#### WORK REQUIRED
In the material below, how many lines include the word "target"? Write only the number.

#### DATA EXCERPTS
▬▬▬

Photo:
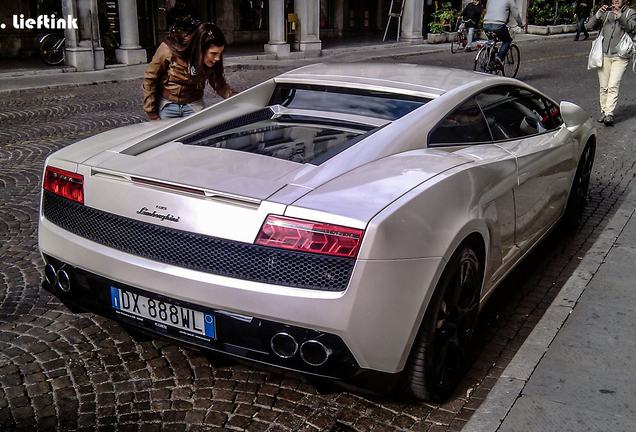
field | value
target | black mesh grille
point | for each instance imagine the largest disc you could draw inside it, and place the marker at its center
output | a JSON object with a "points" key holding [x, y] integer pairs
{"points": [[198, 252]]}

▬▬▬

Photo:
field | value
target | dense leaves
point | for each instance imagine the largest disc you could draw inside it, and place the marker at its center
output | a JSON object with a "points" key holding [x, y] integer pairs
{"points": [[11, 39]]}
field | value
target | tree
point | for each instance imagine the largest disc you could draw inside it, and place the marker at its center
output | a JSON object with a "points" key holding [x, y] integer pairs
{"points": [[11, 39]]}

▬▬▬

#### TASK OUTPUT
3